## TEXT EXCERPT
···

The two fastest trucks at Lime Rock did not win the race. Grant Enfinger, who wasn't the fastest, did, passing cleanly for his first road-course win and first victory in more than a season, on the afternoon the two championship leaders wrecked each other.

JB
Jack Beckett· Staff Writer
||5 min read
Craftsman Truck Series road course race at Lime Rock Park in Connecticut
Craftsman Truck Series road course race at Lime Rock Park in Connecticut

The two fastest trucks at Lime Rock Park on Saturday did not win the race. Grant Enfinger, who was not driving either of them, did.

That is not a shot at Enfinger, who will tell you the same thing before you can. "I don't think we had anything for the 11 or the 34 straight up," he said after the LiUNA 150, the 11 being Kaden Honeycutt and the 34 being points leader Layne Riggs. He was right. The 11 and the 34 then spent the closing laps proving him right in the least useful way available to them, which is to say they drove into each other, and Enfinger was the driver left out front when it was over.

···

## PROVIDED INFORMATION
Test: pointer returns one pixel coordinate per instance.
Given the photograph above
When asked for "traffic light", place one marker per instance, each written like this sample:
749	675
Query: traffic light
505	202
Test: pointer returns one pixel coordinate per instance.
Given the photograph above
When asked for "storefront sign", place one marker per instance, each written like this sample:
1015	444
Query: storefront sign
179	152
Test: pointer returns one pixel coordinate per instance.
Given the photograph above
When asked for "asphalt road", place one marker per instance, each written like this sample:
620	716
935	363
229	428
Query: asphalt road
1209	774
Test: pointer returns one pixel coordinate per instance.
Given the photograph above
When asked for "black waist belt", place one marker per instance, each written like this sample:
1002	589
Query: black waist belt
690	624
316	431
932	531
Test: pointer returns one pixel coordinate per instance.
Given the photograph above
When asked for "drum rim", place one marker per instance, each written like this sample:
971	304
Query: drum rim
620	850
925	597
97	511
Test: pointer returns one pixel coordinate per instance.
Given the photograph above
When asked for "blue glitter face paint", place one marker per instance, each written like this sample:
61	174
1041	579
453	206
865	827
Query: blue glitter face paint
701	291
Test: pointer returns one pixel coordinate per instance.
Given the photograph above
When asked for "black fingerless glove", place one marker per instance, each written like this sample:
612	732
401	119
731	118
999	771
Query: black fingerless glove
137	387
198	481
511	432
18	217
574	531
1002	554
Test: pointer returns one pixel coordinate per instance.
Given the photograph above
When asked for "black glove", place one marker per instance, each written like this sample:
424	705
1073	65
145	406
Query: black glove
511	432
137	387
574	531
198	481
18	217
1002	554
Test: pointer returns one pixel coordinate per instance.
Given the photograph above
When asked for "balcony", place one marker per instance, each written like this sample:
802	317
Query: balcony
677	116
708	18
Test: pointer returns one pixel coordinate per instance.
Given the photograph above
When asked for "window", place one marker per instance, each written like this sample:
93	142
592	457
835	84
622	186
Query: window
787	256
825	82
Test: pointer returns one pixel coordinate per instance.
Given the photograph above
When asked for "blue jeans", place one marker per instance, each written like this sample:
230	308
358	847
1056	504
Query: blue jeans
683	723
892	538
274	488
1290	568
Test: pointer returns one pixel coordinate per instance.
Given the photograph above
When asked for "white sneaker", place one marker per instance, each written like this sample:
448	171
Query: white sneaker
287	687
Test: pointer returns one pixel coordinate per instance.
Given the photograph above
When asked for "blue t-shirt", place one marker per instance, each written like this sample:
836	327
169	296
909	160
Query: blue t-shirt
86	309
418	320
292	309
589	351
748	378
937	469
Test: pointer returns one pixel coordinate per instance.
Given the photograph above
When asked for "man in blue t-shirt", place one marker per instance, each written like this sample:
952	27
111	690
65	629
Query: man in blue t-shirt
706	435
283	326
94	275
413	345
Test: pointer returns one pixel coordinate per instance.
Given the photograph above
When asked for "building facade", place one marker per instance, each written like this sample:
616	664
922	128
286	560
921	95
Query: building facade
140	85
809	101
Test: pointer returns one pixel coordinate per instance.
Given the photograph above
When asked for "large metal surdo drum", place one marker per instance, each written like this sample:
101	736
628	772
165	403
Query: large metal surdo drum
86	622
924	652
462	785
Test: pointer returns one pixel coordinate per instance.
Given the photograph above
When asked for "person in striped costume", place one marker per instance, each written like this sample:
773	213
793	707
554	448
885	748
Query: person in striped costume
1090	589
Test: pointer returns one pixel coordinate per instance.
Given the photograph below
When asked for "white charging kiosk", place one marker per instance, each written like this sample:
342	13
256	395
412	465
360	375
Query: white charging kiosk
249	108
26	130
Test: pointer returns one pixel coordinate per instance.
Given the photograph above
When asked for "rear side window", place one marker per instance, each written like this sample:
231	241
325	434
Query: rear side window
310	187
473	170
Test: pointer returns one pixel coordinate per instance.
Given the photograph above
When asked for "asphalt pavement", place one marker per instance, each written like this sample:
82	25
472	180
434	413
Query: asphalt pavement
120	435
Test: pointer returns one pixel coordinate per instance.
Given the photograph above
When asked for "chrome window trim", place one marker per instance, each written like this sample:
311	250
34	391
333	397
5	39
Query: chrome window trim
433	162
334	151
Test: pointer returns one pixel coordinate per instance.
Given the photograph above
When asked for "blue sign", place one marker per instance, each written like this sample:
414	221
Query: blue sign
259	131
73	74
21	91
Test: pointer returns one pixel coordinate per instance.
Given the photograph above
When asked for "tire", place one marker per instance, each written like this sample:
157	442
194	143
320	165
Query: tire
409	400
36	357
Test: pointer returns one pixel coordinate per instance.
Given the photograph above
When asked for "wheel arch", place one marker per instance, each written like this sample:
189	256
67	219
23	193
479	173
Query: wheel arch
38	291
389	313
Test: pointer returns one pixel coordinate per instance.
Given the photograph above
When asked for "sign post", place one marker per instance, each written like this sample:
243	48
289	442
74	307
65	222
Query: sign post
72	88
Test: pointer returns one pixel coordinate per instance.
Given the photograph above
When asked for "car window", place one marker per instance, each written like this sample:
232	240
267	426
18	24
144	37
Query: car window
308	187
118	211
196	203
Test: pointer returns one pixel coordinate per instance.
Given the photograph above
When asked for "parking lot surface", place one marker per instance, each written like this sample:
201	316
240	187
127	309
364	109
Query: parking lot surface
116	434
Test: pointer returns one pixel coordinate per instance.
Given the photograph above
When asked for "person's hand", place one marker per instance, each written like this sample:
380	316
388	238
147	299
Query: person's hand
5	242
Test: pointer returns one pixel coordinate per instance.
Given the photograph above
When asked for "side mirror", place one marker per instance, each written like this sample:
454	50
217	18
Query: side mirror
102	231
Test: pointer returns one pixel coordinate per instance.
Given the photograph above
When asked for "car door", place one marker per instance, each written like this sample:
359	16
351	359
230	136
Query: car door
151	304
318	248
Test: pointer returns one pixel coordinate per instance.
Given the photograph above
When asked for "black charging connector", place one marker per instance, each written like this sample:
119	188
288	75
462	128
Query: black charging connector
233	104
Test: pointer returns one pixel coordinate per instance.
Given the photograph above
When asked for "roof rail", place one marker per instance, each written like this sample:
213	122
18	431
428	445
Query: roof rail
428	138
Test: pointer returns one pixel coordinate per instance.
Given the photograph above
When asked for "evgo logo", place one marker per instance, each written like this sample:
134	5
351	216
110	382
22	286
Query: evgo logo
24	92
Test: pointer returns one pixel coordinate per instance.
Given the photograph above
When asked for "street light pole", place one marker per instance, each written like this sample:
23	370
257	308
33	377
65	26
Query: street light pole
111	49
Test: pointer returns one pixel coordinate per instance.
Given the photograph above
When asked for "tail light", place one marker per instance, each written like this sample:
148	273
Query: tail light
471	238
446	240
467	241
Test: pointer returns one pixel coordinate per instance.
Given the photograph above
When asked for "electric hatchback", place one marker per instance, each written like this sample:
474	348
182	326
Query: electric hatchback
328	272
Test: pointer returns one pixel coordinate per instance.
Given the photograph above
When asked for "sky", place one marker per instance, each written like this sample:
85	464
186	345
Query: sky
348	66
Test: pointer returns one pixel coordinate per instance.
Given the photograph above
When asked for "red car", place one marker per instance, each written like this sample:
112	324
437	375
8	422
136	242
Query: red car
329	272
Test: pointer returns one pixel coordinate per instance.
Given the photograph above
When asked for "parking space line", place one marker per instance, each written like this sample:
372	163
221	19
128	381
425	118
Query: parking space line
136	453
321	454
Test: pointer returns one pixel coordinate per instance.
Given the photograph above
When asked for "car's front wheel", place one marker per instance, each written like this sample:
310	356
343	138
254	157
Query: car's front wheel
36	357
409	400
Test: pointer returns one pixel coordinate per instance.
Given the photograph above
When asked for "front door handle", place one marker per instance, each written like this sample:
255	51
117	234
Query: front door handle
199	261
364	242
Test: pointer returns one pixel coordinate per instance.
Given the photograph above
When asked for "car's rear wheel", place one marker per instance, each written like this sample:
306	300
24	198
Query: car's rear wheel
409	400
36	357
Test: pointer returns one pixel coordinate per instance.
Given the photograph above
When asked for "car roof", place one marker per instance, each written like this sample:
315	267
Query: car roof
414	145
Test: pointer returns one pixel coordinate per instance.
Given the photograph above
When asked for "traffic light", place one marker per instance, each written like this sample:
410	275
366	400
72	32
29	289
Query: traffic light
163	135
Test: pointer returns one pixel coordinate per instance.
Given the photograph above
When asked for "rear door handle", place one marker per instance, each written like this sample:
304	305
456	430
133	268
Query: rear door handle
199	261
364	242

···

## REQUIREMENTS
(1) In the Lime Rock race article, which driver is the 34?
(2) Reproduce the stretch of the Lime Rock race article from "The two fastest trucks at Lime Rock Park" through "it was over.", keeping every word as it appears.

## PER-TASK OUTPUTS
(1) The 34 is points leader Layne Riggs.

(2)
The two fastest trucks at Lime Rock Park on Saturday did not win the race. Grant Enfinger, who was not driving either of them, did.

That is not a shot at Enfinger, who will tell you the same thing before you can. "I don't think we had anything for the 11 or the 34 straight up," he said after the LiUNA 150, the 11 being Kaden Honeycutt and the 34 being points leader Layne Riggs. He was right. The 11 and the 34 then spent the closing laps proving him right in the least useful way available to them, which is to say they drove into each other, and Enfinger was the driver left out front when it was over.